--- Start of Page ---

Studio album by Mando
- Released: May 30, 2008
- Recorded: 2007–2008
- Genre: Pop rock
- Length: 46:02
- Language: Greek, English
- Label: Polymusic
- Producer: Victor Polidorou, DEEKAY

Mando chronology
| Oi Agapes Fevgoun, Ta Tragoudia Menoun (2003) | Mando II (2008) |  |

Singles from Mando II
- "Dos Mou Logo Na Sotho" Released: May 10, 2008; "Den Eisai Ekei" Released: October 30, 2008;

= Mando II =

Mando II (Greek: Μαντώ II) is the Greek singer Mando's twelfth studio album and comeback after a five-year absence from the Greek music scene. It was released on May 30, 2008, by Polymusic and was Mando's first release since 2003.

The writers are Pegasos and Vicky Gerotheodorou as well as many well known song composers, including Mando herself. The title of the album represents a new start, and a second chapter in her music career after taking time off to be with her family. Mando has stated that one of the driving factors for her to return to the studio sooner rather than later, was her children, who kept asking her when she would release an album. She also stated that now she sings for her children first.

The song "Breathe Again" was reported to have been submitted to Ellinikí Radiofonía Tileórasi as a candidate for the Greek representative at the Eurovision Song Contest 2008, but was not selected for the national final.

The official presentation of the album was on June 10, 2008, at Club Bocca in Voula, Greece.

It peaked at number ten in Greece and number eight in Cyprus, receiving a Gold certification in both countries.

==Track list==
In addition to the following tracks, the album also contains the music video of "Dos Mou Logo Na Sotho".
1. "Dos Mou Logo Na Sotho" (Pegasos) - 3:37
2. "Stahti" (Mando/Kostas Anathiotis, Mando) - 3:49
3. "Limani Dihos Thalassa" (Pegasos) - 4:01
4. "Den Eisai Ekei" (Pegasos) - 3:51
5. "Breathe Again" (Mando, Lars Jensen, Martin Larson) - 3:55
6. "S'Akoloutho" (Victor Polidorou, Vicky Gerothodorou) - 3:42
7. "Pente to Proi" (Mando, Eleni Gianatsoulia) - 3:24
8. "Safe" (Mando, Lars Jensen, Martin Larson) - 4:12
9. "Ena" (Andreas Lambrou) - 3:44
10. "Me Sena Telos" (Mando, Eleni Gianatsoulia) - 3:54
11. "Tha Thela Monaha" (Antonis Velinopoulos) - 3:43
12. "Ston Aigokairo" (Mando/Kostas Anathiotis, Nikos Katsikas) - 4:17

==Singles==
"Dos Mou Logo Na Sotho"

--- End of Page ---
--- Start of Stored records ---

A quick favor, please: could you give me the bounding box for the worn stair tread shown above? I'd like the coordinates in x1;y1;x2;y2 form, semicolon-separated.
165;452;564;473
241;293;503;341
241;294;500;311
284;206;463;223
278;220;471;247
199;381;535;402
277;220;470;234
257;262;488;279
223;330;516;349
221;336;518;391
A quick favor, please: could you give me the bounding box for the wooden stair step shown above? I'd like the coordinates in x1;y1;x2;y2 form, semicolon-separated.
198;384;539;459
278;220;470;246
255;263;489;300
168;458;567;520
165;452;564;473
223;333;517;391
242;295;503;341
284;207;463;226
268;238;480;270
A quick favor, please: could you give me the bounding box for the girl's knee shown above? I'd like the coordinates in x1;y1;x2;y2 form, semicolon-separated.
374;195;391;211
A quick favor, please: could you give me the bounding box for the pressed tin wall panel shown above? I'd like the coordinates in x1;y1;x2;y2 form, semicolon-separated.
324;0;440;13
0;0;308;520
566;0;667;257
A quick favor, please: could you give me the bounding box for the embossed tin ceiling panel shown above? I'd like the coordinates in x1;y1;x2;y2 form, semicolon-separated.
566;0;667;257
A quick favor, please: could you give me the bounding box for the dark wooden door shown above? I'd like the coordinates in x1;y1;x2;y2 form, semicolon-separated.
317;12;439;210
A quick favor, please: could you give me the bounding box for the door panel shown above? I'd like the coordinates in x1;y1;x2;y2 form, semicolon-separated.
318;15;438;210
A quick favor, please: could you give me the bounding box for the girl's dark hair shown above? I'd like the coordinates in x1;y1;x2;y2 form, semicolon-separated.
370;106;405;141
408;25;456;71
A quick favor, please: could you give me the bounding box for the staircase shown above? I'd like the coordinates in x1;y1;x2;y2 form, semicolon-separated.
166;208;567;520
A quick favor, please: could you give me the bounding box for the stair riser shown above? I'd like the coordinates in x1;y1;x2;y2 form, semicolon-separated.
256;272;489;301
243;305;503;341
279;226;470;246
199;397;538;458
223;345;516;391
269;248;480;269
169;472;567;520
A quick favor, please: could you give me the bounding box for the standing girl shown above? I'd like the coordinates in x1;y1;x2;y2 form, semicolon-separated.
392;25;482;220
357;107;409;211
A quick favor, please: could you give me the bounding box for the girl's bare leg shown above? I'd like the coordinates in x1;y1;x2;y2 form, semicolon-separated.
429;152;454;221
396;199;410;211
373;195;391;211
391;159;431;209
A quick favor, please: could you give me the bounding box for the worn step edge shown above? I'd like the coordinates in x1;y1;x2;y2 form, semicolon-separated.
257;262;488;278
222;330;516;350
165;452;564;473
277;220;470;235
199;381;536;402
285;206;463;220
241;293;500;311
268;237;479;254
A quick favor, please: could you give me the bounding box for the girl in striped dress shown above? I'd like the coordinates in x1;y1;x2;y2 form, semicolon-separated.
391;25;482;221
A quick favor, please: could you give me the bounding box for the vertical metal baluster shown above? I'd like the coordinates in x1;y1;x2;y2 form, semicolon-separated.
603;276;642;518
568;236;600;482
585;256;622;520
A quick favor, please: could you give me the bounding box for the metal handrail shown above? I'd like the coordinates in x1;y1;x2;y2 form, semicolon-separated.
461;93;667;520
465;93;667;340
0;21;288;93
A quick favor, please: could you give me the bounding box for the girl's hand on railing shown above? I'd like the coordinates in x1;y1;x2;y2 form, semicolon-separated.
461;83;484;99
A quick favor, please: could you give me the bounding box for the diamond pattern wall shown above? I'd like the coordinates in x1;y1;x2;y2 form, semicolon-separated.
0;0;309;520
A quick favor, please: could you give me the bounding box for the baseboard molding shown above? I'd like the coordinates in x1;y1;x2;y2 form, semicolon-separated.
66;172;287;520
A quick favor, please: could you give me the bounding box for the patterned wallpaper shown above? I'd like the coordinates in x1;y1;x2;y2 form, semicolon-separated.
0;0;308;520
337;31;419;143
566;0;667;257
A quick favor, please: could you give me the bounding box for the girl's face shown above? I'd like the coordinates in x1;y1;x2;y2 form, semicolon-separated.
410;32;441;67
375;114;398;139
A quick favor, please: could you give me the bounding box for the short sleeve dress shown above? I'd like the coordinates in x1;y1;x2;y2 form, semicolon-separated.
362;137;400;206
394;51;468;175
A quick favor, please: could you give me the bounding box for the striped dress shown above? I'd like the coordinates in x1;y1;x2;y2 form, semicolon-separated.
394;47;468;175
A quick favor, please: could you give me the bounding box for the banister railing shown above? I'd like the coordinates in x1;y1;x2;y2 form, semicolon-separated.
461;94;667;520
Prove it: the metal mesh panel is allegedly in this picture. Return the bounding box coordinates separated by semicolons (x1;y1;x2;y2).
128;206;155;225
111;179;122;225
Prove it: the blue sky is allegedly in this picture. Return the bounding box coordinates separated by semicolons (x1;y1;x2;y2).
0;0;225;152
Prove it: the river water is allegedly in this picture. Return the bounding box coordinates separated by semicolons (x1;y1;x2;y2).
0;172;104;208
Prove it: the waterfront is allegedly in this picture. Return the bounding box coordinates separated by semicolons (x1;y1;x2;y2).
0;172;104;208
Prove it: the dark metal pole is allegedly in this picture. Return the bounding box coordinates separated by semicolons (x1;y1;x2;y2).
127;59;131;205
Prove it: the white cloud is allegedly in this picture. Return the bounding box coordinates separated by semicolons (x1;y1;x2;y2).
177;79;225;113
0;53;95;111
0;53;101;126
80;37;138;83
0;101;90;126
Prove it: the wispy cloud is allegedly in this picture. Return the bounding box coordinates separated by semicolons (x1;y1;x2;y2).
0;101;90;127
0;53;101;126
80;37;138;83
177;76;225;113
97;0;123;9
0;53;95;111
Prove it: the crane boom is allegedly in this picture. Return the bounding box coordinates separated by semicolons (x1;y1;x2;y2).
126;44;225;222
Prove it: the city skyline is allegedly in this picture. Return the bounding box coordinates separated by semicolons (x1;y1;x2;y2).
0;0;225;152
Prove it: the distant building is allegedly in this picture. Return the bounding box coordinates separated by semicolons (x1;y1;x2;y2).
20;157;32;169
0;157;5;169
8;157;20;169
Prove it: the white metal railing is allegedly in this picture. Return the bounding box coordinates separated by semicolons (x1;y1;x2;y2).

--- End of Stored records ---
--- Start of Stored records ---

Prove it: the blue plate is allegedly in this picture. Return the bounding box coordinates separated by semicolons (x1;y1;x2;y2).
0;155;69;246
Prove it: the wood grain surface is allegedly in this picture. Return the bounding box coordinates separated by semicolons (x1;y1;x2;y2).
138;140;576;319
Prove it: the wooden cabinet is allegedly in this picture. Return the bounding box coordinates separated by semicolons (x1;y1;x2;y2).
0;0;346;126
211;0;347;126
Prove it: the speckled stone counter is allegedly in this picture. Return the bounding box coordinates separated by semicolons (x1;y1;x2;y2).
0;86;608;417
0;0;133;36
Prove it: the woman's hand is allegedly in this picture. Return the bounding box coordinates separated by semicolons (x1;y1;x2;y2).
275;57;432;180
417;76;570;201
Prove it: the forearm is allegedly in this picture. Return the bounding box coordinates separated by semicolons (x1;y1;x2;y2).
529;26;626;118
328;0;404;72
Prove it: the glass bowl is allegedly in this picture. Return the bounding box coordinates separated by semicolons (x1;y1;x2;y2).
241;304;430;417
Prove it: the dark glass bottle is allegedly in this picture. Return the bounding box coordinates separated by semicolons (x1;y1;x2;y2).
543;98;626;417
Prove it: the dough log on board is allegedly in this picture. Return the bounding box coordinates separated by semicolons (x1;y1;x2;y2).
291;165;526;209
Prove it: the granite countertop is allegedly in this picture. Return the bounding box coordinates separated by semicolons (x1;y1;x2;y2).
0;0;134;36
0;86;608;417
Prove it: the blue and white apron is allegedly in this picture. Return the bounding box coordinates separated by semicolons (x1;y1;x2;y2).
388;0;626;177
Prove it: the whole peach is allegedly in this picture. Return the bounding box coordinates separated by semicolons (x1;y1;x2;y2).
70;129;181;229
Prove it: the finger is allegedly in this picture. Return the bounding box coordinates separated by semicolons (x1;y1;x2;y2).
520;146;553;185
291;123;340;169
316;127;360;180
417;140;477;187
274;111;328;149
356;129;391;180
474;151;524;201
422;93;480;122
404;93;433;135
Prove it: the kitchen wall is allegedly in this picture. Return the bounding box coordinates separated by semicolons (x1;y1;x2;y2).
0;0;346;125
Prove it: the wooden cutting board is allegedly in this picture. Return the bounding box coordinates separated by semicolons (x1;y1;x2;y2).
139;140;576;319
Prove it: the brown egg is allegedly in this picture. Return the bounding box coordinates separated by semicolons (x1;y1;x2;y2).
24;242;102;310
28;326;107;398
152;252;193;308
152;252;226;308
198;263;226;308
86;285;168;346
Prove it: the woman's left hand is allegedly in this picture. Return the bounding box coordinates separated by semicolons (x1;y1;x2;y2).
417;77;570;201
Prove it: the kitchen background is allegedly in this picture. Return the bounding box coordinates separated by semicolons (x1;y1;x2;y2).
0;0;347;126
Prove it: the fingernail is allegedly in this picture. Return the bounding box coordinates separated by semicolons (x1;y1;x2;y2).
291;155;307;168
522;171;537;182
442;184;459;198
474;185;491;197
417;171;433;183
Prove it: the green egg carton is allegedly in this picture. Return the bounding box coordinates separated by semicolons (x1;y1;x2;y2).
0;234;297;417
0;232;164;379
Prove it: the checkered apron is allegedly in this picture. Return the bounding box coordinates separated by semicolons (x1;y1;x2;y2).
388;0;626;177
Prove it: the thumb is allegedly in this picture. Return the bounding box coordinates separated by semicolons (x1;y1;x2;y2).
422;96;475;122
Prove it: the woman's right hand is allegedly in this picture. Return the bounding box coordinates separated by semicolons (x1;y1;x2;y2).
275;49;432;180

--- End of Stored records ---

• _Task set_
**A)** According to the Mando II article, where was the album's official presentation held?
**B)** Copy word for word the passage of the Mando II article between "Mando chronology" and "release since 2003.", inclusive.
The items play no part in these tasks.

• _Responses_
**A)** At Club Bocca in Voula, Greece.

**B)**
Mando chronology
| Oi Agapes Fevgoun, Ta Tragoudia Menoun (2003) | Mando II (2008) |  |

Singles from Mando II
- "Dos Mou Logo Na Sotho" Released: May 10, 2008; "Den Eisai Ekei" Released: October 30, 2008;

= Mando II =

Mando II (Greek: Μαντώ II) is the Greek singer Mando's twelfth studio album and comeback after a five-year absence from the Greek music scene. It was released on May 30, 2008, by Polymusic and was Mando's first release since 2003.